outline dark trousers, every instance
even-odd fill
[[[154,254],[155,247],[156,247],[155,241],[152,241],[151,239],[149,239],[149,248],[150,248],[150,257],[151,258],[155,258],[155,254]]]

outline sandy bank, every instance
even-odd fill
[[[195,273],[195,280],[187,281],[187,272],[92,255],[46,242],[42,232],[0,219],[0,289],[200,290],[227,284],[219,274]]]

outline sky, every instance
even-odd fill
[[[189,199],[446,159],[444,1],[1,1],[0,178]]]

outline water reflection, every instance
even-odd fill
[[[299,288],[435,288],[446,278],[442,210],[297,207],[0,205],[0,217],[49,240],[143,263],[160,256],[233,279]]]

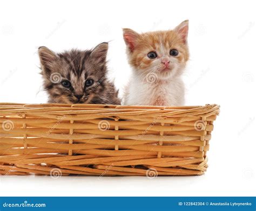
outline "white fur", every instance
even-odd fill
[[[149,83],[133,71],[126,86],[124,105],[181,106],[184,104],[185,87],[180,76]]]

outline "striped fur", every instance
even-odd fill
[[[61,53],[40,47],[41,74],[49,103],[120,104],[118,92],[106,78],[107,49],[107,43],[92,50],[71,50]],[[89,79],[94,82],[87,87],[85,83]],[[64,87],[64,81],[69,81],[71,86]]]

*EXERCISE DESCRIPTION*
Can you render the material above as a Markdown table with the columns "Row" and "Line", giving each nonblank line its own row and leaving the pictures out?

*RESPONSE*
| Row | Line |
|---|---|
| 1 | outline dark trousers, every instance |
| 2 | even-odd fill |
| 3 | [[[154,254],[155,247],[156,247],[155,241],[152,241],[151,239],[149,239],[149,248],[150,248],[150,257],[151,258],[155,258],[155,254]]] |
| 4 | outline sandy bank, every instance |
| 5 | even-odd fill |
| 6 | [[[195,273],[195,280],[187,281],[187,272],[92,255],[46,242],[42,232],[0,219],[0,289],[200,290],[227,284],[219,274]]] |
| 7 | outline sky, every instance |
| 8 | even-odd fill |
| 9 | [[[189,199],[446,159],[444,1],[1,1],[0,178]]] |
| 10 | outline water reflection, every instance |
| 11 | even-odd fill |
| 12 | [[[299,288],[435,288],[446,278],[442,210],[297,207],[0,205],[0,217],[49,240],[143,263],[160,256],[233,279]]] |
| 13 | outline "white fur", every instance |
| 14 | even-odd fill |
| 15 | [[[149,83],[133,71],[126,86],[124,105],[181,106],[184,104],[185,87],[180,76]]] |
| 16 | outline "striped fur", every instance |
| 17 | even-odd fill |
| 18 | [[[61,53],[40,47],[41,74],[49,103],[120,104],[118,92],[106,78],[107,49],[107,43],[92,50],[71,50]],[[89,79],[94,82],[87,87],[85,83]],[[64,87],[64,81],[69,81],[71,86]]] |